↓

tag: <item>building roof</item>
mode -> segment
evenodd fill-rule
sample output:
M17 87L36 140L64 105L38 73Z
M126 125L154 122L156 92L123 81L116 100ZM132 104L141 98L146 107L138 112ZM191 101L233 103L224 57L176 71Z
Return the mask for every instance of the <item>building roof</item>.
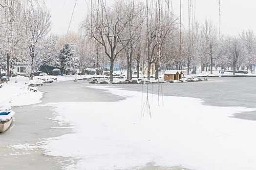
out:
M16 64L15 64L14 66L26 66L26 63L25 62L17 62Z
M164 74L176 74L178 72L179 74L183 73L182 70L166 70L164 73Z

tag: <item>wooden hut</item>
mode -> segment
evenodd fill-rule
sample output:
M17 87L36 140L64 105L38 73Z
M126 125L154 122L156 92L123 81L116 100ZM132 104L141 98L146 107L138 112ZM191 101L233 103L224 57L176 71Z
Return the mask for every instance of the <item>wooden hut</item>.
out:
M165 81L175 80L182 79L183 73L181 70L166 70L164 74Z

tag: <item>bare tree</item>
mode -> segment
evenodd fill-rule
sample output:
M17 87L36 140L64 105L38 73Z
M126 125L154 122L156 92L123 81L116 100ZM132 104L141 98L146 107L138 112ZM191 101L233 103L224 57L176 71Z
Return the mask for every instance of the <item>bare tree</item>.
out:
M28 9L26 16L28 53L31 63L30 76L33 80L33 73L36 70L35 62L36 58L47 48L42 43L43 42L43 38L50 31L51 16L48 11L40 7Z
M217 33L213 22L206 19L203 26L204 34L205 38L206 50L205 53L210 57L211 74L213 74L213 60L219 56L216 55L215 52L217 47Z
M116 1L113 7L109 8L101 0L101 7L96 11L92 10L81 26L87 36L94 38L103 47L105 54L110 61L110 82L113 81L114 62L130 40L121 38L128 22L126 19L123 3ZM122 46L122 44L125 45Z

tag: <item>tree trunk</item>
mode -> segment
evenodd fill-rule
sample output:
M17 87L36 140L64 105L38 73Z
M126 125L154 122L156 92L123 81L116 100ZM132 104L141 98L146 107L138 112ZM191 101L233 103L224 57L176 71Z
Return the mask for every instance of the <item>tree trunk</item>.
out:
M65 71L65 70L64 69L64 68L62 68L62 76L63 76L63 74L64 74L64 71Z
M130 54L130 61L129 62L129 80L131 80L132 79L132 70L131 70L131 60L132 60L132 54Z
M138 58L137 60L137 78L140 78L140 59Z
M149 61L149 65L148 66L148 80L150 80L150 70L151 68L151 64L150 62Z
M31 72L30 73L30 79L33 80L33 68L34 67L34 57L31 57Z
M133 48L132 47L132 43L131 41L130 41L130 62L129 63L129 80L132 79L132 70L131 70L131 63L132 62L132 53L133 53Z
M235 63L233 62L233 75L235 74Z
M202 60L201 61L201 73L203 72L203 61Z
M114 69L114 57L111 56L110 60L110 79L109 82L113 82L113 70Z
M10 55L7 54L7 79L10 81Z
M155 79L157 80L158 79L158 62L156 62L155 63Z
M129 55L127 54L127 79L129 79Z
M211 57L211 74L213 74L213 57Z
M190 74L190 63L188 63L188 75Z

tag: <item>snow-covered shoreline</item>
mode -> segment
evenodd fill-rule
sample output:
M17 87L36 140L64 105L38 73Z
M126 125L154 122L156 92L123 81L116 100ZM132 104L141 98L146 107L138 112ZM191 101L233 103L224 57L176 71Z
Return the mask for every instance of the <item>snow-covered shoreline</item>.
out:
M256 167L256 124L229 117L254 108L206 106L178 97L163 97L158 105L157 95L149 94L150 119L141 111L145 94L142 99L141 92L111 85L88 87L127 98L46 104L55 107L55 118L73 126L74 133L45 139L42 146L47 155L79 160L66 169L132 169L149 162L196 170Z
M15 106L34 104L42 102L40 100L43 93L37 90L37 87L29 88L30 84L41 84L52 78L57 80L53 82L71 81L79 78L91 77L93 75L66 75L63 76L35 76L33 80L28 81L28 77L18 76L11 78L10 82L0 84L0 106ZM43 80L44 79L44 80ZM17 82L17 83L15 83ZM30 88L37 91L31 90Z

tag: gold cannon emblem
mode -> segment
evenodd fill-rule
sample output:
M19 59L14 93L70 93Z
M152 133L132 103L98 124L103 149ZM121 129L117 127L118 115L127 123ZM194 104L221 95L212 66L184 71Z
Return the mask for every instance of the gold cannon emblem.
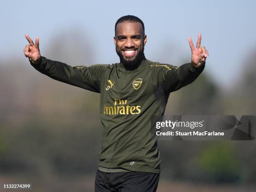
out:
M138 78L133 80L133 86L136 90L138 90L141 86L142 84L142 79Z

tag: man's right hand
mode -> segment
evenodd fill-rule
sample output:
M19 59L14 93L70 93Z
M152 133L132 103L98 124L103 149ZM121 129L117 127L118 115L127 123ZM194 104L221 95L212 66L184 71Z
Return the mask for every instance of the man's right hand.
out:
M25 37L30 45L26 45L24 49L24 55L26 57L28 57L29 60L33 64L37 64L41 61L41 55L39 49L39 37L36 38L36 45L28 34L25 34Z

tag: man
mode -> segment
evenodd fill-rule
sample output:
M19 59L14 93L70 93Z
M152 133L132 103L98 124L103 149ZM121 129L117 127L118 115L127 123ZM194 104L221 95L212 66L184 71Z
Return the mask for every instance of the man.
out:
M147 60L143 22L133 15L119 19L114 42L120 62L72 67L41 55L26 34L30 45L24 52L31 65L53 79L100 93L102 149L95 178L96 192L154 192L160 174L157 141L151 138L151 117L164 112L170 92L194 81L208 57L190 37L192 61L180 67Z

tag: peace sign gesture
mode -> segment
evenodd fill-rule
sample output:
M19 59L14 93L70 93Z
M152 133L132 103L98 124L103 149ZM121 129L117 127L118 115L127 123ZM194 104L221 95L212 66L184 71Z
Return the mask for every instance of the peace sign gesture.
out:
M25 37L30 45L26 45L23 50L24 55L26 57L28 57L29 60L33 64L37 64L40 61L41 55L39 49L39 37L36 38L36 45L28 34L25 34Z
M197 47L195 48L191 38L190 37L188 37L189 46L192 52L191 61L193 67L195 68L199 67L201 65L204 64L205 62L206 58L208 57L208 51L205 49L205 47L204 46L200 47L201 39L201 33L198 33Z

↑
↓

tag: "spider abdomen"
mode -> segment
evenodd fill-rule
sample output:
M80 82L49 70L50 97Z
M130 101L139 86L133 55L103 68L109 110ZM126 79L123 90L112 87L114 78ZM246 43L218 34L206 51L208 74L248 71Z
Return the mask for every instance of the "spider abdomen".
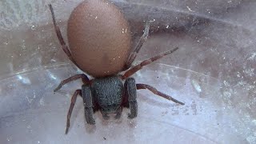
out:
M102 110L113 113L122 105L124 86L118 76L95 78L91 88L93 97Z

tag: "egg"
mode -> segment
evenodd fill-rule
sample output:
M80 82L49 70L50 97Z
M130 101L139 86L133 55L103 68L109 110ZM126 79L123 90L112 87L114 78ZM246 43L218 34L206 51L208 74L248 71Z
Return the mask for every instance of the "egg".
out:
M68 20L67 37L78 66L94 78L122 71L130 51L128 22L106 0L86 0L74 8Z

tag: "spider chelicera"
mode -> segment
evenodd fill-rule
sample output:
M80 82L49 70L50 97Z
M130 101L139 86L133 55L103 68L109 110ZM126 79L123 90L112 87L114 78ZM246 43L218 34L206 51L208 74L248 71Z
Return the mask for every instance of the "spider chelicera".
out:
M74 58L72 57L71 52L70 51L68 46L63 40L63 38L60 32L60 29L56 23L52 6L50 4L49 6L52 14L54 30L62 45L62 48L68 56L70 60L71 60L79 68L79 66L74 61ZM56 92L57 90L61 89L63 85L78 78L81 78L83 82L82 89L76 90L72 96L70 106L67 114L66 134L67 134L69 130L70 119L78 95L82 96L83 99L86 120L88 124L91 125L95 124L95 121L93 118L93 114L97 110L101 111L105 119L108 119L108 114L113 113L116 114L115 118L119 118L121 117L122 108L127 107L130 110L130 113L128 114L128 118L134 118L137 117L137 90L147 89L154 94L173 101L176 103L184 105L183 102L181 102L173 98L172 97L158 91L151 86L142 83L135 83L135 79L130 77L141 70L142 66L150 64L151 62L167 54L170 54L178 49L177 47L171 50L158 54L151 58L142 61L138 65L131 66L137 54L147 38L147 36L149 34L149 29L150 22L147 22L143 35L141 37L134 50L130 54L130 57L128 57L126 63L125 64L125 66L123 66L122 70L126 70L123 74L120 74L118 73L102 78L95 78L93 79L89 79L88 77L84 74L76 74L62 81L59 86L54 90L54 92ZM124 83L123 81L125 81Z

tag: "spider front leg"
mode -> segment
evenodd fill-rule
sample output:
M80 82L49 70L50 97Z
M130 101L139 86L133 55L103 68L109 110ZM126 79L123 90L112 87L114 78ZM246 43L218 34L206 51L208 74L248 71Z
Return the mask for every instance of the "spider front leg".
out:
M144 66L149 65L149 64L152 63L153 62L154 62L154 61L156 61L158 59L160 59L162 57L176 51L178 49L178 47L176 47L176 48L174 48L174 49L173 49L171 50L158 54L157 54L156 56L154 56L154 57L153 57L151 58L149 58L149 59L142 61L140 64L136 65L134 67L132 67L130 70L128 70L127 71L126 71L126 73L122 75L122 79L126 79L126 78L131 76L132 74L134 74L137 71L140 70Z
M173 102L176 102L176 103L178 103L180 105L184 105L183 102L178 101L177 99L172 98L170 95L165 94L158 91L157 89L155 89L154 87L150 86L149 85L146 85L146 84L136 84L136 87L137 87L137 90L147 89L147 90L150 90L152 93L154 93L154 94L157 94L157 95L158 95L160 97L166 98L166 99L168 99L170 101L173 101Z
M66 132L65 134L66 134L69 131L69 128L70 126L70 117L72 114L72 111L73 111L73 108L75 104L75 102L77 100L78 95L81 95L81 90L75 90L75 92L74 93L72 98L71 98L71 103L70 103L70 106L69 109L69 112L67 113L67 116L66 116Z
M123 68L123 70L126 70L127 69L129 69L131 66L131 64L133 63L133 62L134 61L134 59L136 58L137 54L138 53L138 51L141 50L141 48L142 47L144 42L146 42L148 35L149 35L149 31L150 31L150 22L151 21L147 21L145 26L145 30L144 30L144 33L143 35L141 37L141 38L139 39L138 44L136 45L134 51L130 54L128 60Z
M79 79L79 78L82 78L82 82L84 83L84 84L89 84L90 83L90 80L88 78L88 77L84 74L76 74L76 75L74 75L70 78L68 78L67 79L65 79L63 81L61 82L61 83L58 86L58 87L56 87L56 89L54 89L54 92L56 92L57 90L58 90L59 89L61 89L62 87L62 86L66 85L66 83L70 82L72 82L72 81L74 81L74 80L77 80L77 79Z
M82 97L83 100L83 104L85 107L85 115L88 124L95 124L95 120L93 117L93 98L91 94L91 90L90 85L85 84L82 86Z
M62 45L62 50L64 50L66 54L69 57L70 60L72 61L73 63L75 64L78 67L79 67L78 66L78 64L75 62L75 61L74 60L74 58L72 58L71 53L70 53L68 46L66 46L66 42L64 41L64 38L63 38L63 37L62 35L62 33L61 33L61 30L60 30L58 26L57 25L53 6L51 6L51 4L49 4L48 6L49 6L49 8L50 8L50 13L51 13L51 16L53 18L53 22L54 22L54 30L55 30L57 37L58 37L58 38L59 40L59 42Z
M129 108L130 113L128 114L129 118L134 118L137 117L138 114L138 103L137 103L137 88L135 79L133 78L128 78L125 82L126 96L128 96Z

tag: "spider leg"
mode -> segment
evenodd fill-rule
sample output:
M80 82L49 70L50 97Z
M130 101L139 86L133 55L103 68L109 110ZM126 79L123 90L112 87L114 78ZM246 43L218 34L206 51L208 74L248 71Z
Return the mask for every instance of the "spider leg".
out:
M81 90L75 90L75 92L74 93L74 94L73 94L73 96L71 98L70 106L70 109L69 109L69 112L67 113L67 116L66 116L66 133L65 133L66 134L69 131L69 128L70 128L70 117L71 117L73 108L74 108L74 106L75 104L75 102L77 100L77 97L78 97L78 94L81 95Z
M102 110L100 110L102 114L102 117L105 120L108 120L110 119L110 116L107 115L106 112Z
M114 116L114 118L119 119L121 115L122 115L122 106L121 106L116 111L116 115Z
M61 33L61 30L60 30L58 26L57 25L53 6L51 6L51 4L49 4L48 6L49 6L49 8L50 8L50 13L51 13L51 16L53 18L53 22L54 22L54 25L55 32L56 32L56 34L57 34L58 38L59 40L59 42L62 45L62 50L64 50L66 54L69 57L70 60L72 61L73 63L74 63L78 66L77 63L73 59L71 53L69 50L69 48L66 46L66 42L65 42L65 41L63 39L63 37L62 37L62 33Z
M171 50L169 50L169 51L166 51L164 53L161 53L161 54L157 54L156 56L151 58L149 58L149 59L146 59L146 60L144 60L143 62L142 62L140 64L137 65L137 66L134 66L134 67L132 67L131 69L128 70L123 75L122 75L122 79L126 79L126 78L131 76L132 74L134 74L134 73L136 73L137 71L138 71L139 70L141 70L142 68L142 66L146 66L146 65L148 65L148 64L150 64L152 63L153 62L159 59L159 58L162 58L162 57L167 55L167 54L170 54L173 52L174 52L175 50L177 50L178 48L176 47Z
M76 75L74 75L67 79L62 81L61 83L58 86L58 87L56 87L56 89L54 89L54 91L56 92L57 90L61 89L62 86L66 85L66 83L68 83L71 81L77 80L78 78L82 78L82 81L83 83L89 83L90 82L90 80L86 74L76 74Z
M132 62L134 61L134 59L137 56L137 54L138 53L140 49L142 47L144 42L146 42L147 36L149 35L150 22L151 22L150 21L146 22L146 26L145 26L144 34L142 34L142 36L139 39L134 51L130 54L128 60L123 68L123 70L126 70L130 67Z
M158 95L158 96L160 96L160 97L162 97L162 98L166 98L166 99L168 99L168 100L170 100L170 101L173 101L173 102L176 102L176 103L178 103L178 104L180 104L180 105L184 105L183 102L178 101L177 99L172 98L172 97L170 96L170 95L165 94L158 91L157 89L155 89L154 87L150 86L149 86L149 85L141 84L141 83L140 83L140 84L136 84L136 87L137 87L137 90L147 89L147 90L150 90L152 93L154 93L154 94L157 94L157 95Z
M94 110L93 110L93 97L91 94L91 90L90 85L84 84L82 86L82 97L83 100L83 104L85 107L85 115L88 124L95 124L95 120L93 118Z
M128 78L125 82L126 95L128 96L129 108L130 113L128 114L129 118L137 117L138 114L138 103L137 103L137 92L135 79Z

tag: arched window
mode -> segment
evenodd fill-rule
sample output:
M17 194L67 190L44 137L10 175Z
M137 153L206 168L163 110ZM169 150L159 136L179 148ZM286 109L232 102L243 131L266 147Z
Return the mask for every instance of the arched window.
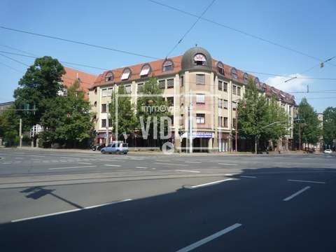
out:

↑
↓

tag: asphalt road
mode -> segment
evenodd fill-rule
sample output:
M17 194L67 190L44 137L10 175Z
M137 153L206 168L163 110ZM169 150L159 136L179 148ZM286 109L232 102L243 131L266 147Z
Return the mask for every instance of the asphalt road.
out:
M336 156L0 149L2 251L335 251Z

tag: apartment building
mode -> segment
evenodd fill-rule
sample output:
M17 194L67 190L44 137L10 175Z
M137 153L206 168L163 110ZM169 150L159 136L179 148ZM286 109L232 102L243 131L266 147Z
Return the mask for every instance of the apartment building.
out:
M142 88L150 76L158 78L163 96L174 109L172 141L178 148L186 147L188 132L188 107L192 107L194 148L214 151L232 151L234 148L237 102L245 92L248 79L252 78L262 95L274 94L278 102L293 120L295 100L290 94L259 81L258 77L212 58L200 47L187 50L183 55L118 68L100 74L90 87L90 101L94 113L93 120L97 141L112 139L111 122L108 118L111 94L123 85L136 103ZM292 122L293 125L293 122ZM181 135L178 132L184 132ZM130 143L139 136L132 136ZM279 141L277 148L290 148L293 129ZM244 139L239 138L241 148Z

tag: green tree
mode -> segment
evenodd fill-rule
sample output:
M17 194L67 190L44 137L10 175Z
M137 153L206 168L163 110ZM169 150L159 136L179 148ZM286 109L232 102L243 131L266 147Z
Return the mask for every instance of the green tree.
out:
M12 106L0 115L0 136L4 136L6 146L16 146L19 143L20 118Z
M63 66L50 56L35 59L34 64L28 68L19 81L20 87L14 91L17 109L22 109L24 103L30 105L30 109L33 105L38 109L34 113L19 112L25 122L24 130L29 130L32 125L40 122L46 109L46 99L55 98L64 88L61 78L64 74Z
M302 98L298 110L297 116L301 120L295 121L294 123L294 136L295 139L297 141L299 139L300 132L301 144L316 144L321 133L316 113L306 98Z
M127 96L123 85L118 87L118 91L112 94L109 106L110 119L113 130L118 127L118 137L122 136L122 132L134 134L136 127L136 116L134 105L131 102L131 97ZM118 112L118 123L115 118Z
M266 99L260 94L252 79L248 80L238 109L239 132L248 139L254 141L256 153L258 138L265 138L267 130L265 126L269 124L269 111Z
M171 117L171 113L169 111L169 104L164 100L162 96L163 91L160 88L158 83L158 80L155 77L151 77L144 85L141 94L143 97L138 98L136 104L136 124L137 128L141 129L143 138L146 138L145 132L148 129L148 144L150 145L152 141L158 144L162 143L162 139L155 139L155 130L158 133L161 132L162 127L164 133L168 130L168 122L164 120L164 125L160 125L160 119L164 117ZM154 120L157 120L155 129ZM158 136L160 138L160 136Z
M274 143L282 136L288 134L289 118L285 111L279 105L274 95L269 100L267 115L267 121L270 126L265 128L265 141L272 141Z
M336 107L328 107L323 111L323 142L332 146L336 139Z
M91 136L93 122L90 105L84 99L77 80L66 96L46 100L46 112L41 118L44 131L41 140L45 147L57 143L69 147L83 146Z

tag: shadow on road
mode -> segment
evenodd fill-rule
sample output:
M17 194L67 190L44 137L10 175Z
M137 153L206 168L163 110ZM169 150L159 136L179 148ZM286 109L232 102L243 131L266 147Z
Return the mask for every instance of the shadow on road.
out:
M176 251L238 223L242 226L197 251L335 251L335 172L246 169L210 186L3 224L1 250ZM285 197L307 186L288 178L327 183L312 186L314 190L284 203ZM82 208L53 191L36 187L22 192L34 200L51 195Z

↑

Aim: Which lines in the records above contain the word "snow"? Locate each one and copy it out in full.

Exercise answer:
tag: <item>snow-covered shoreline</item>
Return the mask for every instance of the <item>snow-covered shoreline</item>.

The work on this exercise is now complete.